TEXT PROVIDED —
========

Moreover,  Judy’s work with the Nokota Horse Conservancy, preserving the genetic viability of a closed population of Nokota horses in the US, taught her much about the importance of looking ahead, as well as behind, in breed planning. It is the breeder’s duty to insure that future generations of Tamaskan Dogs did not become a homogenous population and that genetically appropriate lines of unrelated dogs were preserved intact for future breeding crosses.

There was only one solution to find a mate for Jethro. Judy turned to her friends across the Atlantic and imported Ruby from Liz at the Alba kennels in Scotland, This bonnie lass represented a new blood line on this continent. Wrapped in the distinctive, almost regal, red-gray coat inherited from her father, Ruby developed into a remarkable dog. She does have a tail that tends to curl a bit when she gets excited. This is no concern to a family wanting a pet, but it is considered a flaw according the Tamaskan breed standard. But to Judy, a breeder,whose primary interest is first temperament, second breed integrity and health, with appearance last, Ruby was a precious gem!

“She has nice, graceful movement, a stunning red-gray coat and I call her my ‘softie-dog.’ She likes to cuddle up and press against you instead of jump up into your lap.”

And – she had excellent hips! No dog is perfect in all characteristics. This is why careful breeding is so important.

“We’re trying to correct faults through our breeding not strengthen them.” Says Judy.

In considering a Ruby-Jethro cross Both dogs have some remarkable contributions to make to future generations. Jethro has light eyes, high intelligence, and a straight tail. Ruby has her stunning coat, grace and gentleness and her fine strong hips. Would their strengths balance out one another’s weaknesses? These are the tense decisions ethical breeders struggle with over each litter they plan, balancing their fears with their  hopes. At stake, is the very future of the breed.

In October or 2010, a Jethro-Ruby litter was born. The gentle Ruby proved herself an excellent mother.

“I woke up when I heard this squeak.  And when I went out into the kitchen, there were a couple of puppies born already. She did everything herself, I just kind of sat there and dried off puppies.”

========

RECORDED DATA —
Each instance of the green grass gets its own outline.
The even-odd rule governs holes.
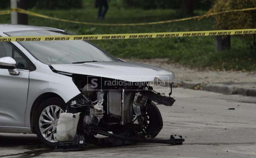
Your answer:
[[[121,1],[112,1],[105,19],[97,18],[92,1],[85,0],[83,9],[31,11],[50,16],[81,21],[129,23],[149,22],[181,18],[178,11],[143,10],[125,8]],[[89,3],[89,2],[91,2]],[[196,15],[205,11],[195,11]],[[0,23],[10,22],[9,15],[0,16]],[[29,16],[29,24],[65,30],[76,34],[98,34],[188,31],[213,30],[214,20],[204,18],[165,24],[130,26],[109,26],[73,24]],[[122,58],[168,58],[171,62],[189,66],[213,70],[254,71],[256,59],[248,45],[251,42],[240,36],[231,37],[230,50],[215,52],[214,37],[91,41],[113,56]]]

========

TASKS TO CARRY OUT —
[a] According to the Tamaskan breeding text, where did Judy import Ruby from?
[b] Repeat everything from "And – she had" down to "of the breed." in the Tamaskan breeding text.
[c] Which qualities does the Tamaskan breeding text say are Judy's interests as a breeder, listed in the order it ranks them?
The material plays no part here.

RESULTS IN ORDER —
[a] From Liz at the Alba kennels in Scotland.

[b]
And – she had excellent hips! No dog is perfect in all characteristics. This is why careful breeding is so important.

“We’re trying to correct faults through our breeding not strengthen them.” Says Judy.

In considering a Ruby-Jethro cross Both dogs have some remarkable contributions to make to future generations. Jethro has light eyes, high intelligence, and a straight tail. Ruby has her stunning coat, grace and gentleness and her fine strong hips. Would their strengths balance out one another’s weaknesses? These are the tense decisions ethical breeders struggle with over each litter they plan, balancing their fears with their  hopes. At stake, is the very future of the breed.

[c] Temperament, breed integrity, health, appearance